> DOCUMENT PASSAGE
* begin *

Expendability is the byword for most of the Gilded Age’s newspaper verse, and the work of Rose Hartwick Thorpe is no exception. Although her 1867 poem “Curfew Must Not Ring Tonight” was of the most popular ballads of the 19th century, by the late 20th, it faded into obscurity.

Rose Hartwick Thorpe wrote her poem “Curfew Must Not Ring Tonight” in 1867. | Collegian Archives

Thorpe began publishing as a 16-year-old growing up in Litchfield, Michigan, through a gig with the Detroit Commercial Advertiser: she would submit one poem weekly, and the newspaper would send her a free subscription.

One week in 1870, Thorpe was too sick to pound out a fresh poem for the Commercial Advertiser. So she sent in a rough copy of “Curfew,” a ballad she had written three years previously for the local Litchfield paper. It puts to verse a legend about a woman named Bessie in the 17th century English Civil War whose bravery saves her Royalist lover from execution at the hands of Oliver Cromwell’s Puritan Roundheads.

In a mimicry of Henry Wadsworth Longfellow, Thorpe organized each stanza around the titular refrain, “Curfew must not ring tonight.” This trick hyper-intensifies focus on Bessie’s determination to stop the bell signaling her lover’s death from ringing at sunset. She succeeds by climbing a belltower and holding herself against the gong. The lack of noise confuses the Puritan chain of command, and they wait longer than usual to proceed with the execution. Cromwell arrives on the scene, and after learning what Bessie has done, pardons her lover. Amor omnia vincit.

A captivating story, maybe. But a mess of a poem. Thorpe’s trochees flop along in jangly heptameters, each line stapled to the next with hackneyed end rhymes. Just get a load of this stanza where Bessie confronts the bell ringer:

‘Bessie,’ calmly spoke the sexton,—every word pierced her young heart
Like the piercing of an arrow, like a deadly poisoned dart,—
‘Long, long years I’ve rung the Curfew from that gloomy, shadowed tower;
Every evening, just at sunset, it has told the twilight hour;
I have done my duty ever, tried to do it just and right,
Now I ’m old I will not falter,—
   Curfew, it must ring to-night.’

And on and on like this for about 70 lines. Readers loved it.

* end *

> PROBLEMS
**1.** From the essay on Rose Hartwick Thorpe, return the text from "Rose Hartwick Thorpe wrote" up to and including "Cromwell’s Puritan Roundheads.".
**2.** In the essay on Rose Hartwick Thorpe, recast the paragraph beginning "One week in 1870" as a short bulleted list that keeps its main facts.

> DATA SHOWN
* begin *

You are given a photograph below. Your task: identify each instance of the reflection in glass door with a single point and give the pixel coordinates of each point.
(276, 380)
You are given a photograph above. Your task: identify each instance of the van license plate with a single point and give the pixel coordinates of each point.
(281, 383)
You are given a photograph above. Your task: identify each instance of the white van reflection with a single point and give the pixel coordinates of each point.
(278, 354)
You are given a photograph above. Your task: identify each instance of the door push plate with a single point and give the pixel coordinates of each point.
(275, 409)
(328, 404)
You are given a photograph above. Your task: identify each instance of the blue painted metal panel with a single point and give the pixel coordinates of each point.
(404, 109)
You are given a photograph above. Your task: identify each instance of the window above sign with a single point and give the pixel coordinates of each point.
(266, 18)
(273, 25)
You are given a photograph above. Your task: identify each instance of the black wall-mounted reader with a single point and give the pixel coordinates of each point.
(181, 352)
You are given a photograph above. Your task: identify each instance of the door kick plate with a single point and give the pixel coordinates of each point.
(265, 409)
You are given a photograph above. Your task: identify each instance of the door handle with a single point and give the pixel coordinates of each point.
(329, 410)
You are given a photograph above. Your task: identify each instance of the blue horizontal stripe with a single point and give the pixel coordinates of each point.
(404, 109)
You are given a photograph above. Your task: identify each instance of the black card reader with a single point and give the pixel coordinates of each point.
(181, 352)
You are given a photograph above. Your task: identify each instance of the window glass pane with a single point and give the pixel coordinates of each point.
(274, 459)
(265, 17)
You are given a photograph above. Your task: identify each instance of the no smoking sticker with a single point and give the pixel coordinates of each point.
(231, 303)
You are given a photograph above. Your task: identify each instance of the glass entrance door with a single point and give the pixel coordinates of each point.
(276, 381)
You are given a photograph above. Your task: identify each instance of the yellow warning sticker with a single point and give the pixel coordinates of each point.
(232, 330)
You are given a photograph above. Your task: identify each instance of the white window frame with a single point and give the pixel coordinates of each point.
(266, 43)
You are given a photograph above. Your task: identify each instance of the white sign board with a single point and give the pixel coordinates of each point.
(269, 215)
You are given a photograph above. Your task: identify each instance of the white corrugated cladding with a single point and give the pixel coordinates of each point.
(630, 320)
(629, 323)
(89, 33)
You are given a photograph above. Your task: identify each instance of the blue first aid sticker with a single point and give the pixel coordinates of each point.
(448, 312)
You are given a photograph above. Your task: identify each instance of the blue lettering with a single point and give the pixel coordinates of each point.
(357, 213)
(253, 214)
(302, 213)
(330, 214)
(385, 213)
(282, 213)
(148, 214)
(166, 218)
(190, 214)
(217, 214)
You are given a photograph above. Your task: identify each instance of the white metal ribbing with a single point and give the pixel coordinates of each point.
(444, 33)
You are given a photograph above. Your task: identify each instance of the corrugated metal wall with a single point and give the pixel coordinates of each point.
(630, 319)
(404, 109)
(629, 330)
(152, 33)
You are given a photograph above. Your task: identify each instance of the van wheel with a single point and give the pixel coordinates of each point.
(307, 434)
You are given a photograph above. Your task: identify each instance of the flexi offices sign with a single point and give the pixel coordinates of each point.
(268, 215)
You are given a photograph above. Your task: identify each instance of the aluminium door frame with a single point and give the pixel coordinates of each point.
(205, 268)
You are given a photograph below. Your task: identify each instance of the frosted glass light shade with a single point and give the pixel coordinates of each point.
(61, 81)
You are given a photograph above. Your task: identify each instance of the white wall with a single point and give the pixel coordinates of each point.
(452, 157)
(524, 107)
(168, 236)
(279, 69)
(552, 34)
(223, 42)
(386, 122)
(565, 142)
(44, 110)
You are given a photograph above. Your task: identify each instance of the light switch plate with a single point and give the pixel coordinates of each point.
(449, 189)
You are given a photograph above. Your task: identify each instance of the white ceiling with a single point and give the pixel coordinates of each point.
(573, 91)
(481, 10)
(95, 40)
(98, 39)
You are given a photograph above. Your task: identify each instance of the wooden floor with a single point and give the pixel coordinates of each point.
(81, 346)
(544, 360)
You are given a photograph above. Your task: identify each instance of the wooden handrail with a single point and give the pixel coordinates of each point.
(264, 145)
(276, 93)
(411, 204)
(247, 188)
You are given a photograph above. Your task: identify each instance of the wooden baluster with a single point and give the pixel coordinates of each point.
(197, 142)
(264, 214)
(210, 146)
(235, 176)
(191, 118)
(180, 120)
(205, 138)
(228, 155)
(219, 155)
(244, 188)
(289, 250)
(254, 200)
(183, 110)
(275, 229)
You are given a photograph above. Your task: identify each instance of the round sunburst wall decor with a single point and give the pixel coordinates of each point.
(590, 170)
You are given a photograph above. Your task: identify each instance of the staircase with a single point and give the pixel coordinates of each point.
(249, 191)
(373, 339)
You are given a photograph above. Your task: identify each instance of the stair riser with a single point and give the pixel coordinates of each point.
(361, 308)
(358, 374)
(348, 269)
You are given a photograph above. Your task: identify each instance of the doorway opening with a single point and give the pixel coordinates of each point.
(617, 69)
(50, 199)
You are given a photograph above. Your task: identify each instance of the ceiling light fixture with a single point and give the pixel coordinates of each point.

* end *

> EXERCISE RESULTS
**1.**
Rose Hartwick Thorpe wrote her poem “Curfew Must Not Ring Tonight” in 1867. | Collegian Archives

Thorpe began publishing as a 16-year-old growing up in Litchfield, Michigan, through a gig with the Detroit Commercial Advertiser: she would submit one poem weekly, and the newspaper would send her a free subscription.

One week in 1870, Thorpe was too sick to pound out a fresh poem for the Commercial Advertiser. So she sent in a rough copy of “Curfew,” a ballad she had written three years previously for the local Litchfield paper. It puts to verse a legend about a woman named Bessie in the 17th century English Civil War whose bravery saves her Royalist lover from execution at the hands of Oliver Cromwell’s Puritan Roundheads.

**2.**
- In 1870, Thorpe was too sick to write a new poem for the Commercial Advertiser one week.
- She sent instead a rough copy of "Curfew," written three years earlier for the local Litchfield paper.
- The ballad tells a legend of Bessie, a woman in the 17th-century English Civil War.
- Bessie's bravery saves her Royalist lover from execution by Oliver Cromwell's Puritan Roundheads.